→ **EXERCISE INPUT**:
^^^^^^^^^^^^^^^^
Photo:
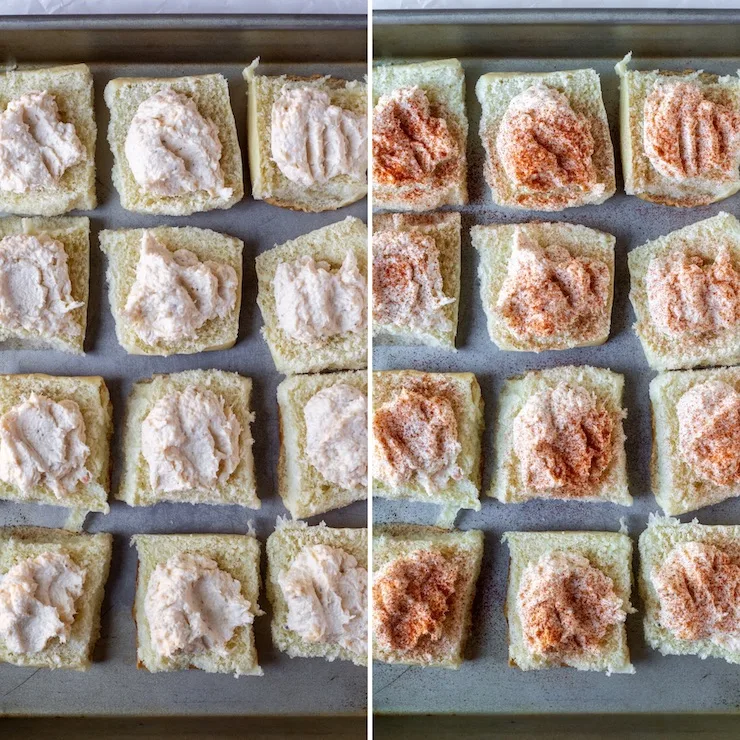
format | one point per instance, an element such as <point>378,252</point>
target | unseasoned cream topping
^^^^^^^^^^^^^^^^
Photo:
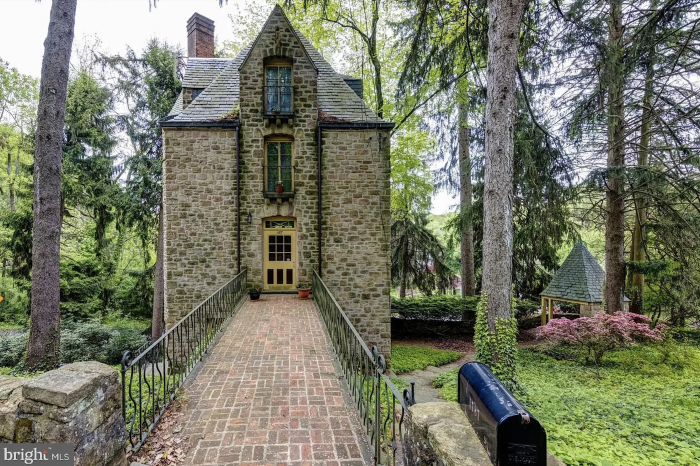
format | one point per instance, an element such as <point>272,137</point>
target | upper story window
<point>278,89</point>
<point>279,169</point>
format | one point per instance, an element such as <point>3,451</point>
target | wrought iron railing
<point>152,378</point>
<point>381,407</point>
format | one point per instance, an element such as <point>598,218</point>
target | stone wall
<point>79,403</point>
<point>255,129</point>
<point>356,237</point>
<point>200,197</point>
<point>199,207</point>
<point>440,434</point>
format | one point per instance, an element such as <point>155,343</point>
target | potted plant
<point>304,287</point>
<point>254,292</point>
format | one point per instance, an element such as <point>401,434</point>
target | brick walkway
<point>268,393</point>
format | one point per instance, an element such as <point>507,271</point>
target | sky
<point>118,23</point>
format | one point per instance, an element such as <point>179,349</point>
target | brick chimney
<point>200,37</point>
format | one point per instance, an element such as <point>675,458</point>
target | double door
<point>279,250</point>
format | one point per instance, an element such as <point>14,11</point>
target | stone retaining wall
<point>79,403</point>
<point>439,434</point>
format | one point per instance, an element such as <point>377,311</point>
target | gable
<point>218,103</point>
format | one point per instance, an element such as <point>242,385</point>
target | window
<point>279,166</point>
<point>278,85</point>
^^^^^^^^^^^^^^^^
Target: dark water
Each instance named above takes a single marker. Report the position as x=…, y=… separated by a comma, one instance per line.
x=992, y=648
^^^^^^^^^^^^^^^^
→ **TASK**:
What is needed is each line from the records with the word "element" in it.

→ **EXERCISE ANSWER**:
format | one point per instance, an element such as <point>378,252</point>
format | one point per instance, an element such as <point>272,137</point>
format | one point per instance, an element such as <point>3,451</point>
format | one point per instance, an element such as <point>598,218</point>
format | one point per instance, an element such as <point>155,343</point>
format | one point per instance, an element such as <point>401,434</point>
format | one point per instance, an element such as <point>507,271</point>
format | one point per instance, an element such as <point>179,349</point>
format | one point per instance, an element such as <point>675,458</point>
format | one point per instance, an element such as <point>14,11</point>
format | one point per instance, an element such as <point>377,311</point>
format | one point per instance, an element such as <point>242,385</point>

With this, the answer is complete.